# [Text]

##############################

While allowing young people who came to the U.S. illegally to stay in the country is broadly popular, immigration hardliners consider it amnesty. As a candidate, Trump vowed to repeal the executive action signed by President Barack Obama allowing the young people to stay. But he’s struggled with the issue as president, often speaking sympathetically about the young immigrants. Earlier this month, he announced that he would rescind their protections in March, but said he wanted Congress to pass legislation protecting them from deportation.
Trump has tested the limits of his supporters’ loyalty before, often to find that they were unshaken by his policy reversals. He failed to fulfill his pledge to repeal Obama’s signature health care law. He’s backed off his tough talk on China, declining to label Beijing a currency manipulator. The United States is still a party to the Iran nuclear deal, despite Trump’s promise to rip up the agreement.
But immigration, and the border wall in particular, hold special resonance with Trump supporters. Some of Trump’s appeal to the white, working-class voters who formed the basis of his voting bloc stemmed from his promises to crack down on illegal immigration. At his raucous campaign rallies, voters often broke out into chants of “build that wall.”
Administration officials quickly recognized the danger in Thursday’s backlash, and the White House shifted into damage control mode, with press secretary Sarah Huckabee Sanders denying a deal had been struck or the wall excluded from it. Some also wondered aloud whether the president was aware of the minutiae of the DREAM Act legislation discussed on Wednesday, including the fact that it includes an eventual path to citizenship.

##############################

# [Data provided]

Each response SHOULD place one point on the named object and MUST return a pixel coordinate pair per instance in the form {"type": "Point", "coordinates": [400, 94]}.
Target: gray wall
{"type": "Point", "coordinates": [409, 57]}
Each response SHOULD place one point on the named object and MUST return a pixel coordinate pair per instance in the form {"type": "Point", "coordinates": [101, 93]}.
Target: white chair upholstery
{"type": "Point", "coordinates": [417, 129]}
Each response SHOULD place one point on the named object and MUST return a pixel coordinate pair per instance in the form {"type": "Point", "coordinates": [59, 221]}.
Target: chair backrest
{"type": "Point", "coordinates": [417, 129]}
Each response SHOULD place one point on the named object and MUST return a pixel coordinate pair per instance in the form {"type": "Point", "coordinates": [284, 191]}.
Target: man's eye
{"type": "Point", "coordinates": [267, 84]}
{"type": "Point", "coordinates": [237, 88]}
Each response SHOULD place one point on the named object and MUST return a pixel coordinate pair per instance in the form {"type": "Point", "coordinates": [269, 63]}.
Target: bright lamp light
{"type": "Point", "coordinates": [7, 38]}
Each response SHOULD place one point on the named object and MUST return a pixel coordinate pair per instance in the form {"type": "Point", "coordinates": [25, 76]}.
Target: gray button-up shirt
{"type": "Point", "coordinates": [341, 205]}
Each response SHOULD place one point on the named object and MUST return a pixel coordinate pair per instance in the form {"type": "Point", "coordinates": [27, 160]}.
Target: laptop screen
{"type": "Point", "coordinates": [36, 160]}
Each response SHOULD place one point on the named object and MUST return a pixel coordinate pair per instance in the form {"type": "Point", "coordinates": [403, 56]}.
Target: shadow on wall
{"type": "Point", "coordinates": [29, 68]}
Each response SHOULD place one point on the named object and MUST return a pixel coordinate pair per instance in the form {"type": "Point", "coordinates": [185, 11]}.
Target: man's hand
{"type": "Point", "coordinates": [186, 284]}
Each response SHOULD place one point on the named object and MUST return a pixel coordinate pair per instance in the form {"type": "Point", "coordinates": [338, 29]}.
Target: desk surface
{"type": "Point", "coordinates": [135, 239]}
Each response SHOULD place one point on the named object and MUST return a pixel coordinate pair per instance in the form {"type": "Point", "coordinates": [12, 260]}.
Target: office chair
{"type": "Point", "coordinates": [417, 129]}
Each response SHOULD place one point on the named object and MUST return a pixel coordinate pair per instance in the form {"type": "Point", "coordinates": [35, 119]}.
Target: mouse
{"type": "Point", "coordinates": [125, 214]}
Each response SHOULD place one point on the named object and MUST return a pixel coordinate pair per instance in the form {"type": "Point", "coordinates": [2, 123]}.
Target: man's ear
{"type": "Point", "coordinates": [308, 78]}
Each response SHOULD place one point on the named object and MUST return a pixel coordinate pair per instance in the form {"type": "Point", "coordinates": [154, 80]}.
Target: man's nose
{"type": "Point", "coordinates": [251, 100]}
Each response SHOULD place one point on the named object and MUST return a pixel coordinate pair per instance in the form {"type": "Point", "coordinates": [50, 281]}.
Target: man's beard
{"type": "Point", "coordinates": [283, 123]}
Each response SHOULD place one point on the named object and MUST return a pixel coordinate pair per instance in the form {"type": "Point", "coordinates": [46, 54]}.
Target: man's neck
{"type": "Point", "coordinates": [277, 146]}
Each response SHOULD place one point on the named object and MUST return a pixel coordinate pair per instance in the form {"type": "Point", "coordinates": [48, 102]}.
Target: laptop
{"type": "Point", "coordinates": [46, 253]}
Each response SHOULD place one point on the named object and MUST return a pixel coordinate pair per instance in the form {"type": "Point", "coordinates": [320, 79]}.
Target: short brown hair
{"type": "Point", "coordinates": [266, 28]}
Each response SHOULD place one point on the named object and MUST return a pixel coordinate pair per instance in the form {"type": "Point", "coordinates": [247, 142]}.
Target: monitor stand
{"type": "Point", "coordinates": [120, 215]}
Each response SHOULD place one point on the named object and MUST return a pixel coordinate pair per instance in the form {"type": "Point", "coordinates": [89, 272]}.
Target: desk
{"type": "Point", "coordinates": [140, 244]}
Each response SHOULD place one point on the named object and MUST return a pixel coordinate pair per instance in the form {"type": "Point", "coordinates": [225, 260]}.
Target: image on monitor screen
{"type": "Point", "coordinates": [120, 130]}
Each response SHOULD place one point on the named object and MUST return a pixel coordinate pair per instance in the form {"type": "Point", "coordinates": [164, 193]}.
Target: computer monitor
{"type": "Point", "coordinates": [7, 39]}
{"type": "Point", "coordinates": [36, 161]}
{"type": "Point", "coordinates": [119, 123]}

##############################

# [Exercises to complete]
a) According to the passage about Trump and immigration, why do immigration and the border wall carry special weight with Trump's supporters? Answer in one to three sentences.
b) Summarize the passage about Trump and immigration in two sentences.
c) Pick up the passage about Trump and immigration after its final sentence and continue it.
The material has no connection to the passage about Trump and immigration.

# [Numbered responses]
a) Part of Trump's appeal to the white, working-class voters at the core of his voting bloc came from his promises to crack down on illegal immigration. At his campaign rallies, voters often broke into chants of "build that wall."

b) As a candidate, Trump vowed to repeal Obama's executive action letting young people who came to the U.S. illegally stay, but as president he has spoken sympathetically about them and said he would rescind their protections in March while asking Congress to protect them from deportation. His supporters have tolerated other policy reversals, but immigration and the border wall hold special resonance for them, and after Thursday's backlash the White House went into damage control, with Sarah Huckabee Sanders denying that a deal had been struck or that the wall had been excluded.

c)
“We’re not looking at citizenship, we’re not looking at amnesty. We’re looking at allowing people to stay here,” Trump told reporters as he traveled to view hurricane damage in Florida. “And we’re working with everybody. Republican. We’re working with Democrat.”
“But very importantly, what we want: We have to have a wall,” Trump said. “If we don’t have a wall, we’re doing nothing.”
Despite Trump’s denial, two people briefed on Wednesday night’s proceedings said that citizenship was explicitly mentioned when Democrats raised the DREAM Act. Budget Director Mick Mulvaney, who was among the group dining on Chinese food (a Schumer favorite) in the White House Blue Room, spoke up that the bill does include citizenship, according to the people briefed, who spoke on condition of anonymity to disclose the private proceedings.
Whether or how Trump digested Mulvaney’s statement was unclear. But the posture struck by Ryan and others on Capitol Hill seemed designed to protect the president from a backlash from his conservative base. Ryan energetically disputed the idea that any deal had been struck, though his argument seemed to turn largely on semantic distinctions.
“These were discussions not negotiations, there isn’t an agreement,” Ryan said. “The president wasn’t negotiating a deal last night. The president was talking with Democratic leaders to get their perspective. I think the president understands that he’s going to have to work with the congressional majorities to get any kind of legislative solution.”
For their part, immigrant advocates and Latino lawmakers reacted cautiously, with several saying that any celebration would be premature.
Rep. Ruben Gallego, D-Ariz., a leader of the Congressional Hispanic Caucus, said the caucus hasn’t seen any details, and “we’re not going to trade the protection of Dreamers for the deportation of others.”
“I don’t think the president actually understands what he’s saying half the time,” Gallego said. “So I’m afraid that if you strike a deal with him, that he’ll go back on his word at any point.”